Text under study.
###

Acoustic measurements carried out in the field by the biologist also reveal the existence of another invisible threat: the ships that supply the farms and the generators of the feeding machines generate constant noise. "This noise can drive the threatened marine mammals, for example blue, humpback and sei whales and Peale's dolphins and Chilean dolphins, away and disrupt their communication in the ramified fjords and channels," explains Marc Timme from the Max Planck Institute for Dynamics and Self-Organization, who is co-supervising Heike Vester's doctoral thesis.
The north of the province of Aysén, where many salmon farms were shut down and abandoned due to the virus, also presents a bleak picture. "The diseased fish were obviously not disposed of properly and, in some cases, simply sunk in the water in plastic bags," reports Vester. Her photographs show discarded, dead and partly eaten salmon. "It would appear that this is how the virus managed to enter the ecosystem," concludes the biologist. It is not possible to quantify the effects of this infestation on the native flora and fauna.
In their report published in the journal Nature, the Göttingen researchers suggest that the salmon industry, local fishermen and environmental protection organisations join forces in seeking a solution to this problem. A joint approach of this kind has already been tested in countries like Italy, Australia and the USA. The aim must be to ensure that, in addition to those of the salmon farms, the rights of the local fishermen and the environment are asserted. This is the only way that sustainable tourism can be established as a new sector with good prospects in the region.

###

Copy out the entire passage on the effects of salmon farming on marine life, word for word and without any changes.

###

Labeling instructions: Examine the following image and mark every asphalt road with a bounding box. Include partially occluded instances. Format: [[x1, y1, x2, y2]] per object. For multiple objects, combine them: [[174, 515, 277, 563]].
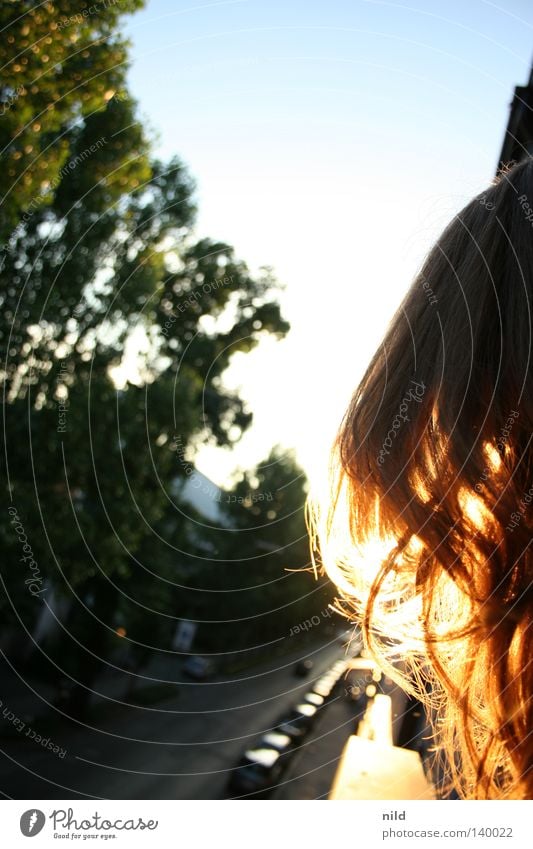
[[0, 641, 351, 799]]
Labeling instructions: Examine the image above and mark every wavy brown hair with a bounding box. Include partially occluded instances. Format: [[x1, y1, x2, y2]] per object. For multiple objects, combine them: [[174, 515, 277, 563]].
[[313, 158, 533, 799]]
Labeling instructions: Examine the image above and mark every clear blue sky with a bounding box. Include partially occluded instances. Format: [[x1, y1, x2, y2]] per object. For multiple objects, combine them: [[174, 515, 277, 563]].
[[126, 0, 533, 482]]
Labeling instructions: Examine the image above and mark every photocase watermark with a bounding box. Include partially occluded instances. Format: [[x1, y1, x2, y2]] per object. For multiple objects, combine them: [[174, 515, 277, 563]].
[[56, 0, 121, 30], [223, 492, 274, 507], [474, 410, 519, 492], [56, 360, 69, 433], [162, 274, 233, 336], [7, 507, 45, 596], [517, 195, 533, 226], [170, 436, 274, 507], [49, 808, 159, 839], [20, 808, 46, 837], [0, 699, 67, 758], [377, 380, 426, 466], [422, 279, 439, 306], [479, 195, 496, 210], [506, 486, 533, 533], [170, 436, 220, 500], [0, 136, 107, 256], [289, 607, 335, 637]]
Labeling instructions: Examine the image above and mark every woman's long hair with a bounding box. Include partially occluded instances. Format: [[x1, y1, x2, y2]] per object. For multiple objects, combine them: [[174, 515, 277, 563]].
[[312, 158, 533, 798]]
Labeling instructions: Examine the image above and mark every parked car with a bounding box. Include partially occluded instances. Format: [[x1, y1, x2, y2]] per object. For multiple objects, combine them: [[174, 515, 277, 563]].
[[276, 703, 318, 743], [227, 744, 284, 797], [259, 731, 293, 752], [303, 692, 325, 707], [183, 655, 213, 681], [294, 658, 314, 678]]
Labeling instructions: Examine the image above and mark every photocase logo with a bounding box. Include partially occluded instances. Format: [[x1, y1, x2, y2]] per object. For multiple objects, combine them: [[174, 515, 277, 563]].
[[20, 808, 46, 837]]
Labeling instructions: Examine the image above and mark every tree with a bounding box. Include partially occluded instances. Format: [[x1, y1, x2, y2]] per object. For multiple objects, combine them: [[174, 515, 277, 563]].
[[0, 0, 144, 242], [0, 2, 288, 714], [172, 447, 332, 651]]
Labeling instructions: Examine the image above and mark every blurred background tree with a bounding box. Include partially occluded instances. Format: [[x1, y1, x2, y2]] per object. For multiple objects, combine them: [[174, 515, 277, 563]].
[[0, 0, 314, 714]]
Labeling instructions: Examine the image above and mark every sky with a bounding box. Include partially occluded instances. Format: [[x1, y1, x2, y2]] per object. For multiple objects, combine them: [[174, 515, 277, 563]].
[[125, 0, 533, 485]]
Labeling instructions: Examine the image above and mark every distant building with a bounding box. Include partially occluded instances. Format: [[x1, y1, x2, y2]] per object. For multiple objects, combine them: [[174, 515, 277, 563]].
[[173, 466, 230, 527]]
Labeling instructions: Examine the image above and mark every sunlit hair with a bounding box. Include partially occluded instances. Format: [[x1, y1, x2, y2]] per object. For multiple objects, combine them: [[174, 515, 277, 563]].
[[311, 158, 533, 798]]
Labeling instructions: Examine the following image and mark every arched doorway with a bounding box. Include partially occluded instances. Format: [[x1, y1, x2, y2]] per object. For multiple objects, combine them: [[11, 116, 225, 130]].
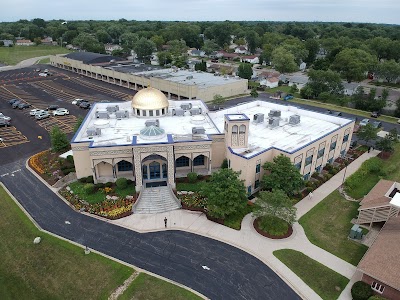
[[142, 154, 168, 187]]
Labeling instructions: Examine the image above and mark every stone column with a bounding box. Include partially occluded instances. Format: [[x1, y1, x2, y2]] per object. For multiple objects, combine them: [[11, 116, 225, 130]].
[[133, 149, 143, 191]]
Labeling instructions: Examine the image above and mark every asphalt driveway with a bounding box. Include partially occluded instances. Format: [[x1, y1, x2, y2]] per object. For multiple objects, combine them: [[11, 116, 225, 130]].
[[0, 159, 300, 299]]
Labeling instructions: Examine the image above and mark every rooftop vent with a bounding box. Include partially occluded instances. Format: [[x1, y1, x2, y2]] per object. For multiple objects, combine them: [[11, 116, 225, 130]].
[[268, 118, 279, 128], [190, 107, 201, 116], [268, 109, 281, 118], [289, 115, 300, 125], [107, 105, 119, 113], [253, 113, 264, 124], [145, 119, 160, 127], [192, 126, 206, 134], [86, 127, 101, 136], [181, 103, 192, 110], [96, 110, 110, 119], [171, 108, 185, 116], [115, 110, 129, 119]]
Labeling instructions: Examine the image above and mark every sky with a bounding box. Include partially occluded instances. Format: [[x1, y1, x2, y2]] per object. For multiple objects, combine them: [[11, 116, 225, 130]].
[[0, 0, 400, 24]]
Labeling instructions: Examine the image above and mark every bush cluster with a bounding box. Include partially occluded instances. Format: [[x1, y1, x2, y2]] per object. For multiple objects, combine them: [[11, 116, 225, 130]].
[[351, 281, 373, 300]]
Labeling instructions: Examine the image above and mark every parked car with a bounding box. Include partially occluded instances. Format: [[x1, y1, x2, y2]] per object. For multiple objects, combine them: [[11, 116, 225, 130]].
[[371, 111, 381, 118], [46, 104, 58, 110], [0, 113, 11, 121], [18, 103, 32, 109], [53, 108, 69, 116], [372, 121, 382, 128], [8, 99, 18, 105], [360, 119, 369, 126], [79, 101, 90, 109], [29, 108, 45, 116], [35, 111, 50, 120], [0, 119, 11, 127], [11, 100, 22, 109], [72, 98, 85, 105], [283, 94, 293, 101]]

###

Task response.
Acoustic measurements carried out in the field by the biologist also reveal the existence of another invisible threat: the ships that supply the farms and the generators of the feeding machines generate constant noise. "This noise can drive the threatened marine mammals, for example blue, humpback and sei whales and Peale's dolphins and Chilean dolphins, away and disrupt their communication in the ramified fjords and channels," explains Marc Timme from the Max Planck Institute for Dynamics and Self-Organization, who is co-supervising Heike Vester's doctoral thesis.
The north of the province of Aysén, where many salmon farms were shut down and abandoned due to the virus, also presents a bleak picture. "The diseased fish were obviously not disposed of properly and, in some cases, simply sunk in the water in plastic bags," reports Vester. Her photographs show discarded, dead and partly eaten salmon. "It would appear that this is how the virus managed to enter the ecosystem," concludes the biologist. It is not possible to quantify the effects of this infestation on the native flora and fauna.
In their report published in the journal Nature, the Göttingen researchers suggest that the salmon industry, local fishermen and environmental protection organisations join forces in seeking a solution to this problem. A joint approach of this kind has already been tested in countries like Italy, Australia and the USA. The aim must be to ensure that, in addition to those of the salmon farms, the rights of the local fishermen and the environment are asserted. This is the only way that sustainable tourism can be established as a new sector with good prospects in the region.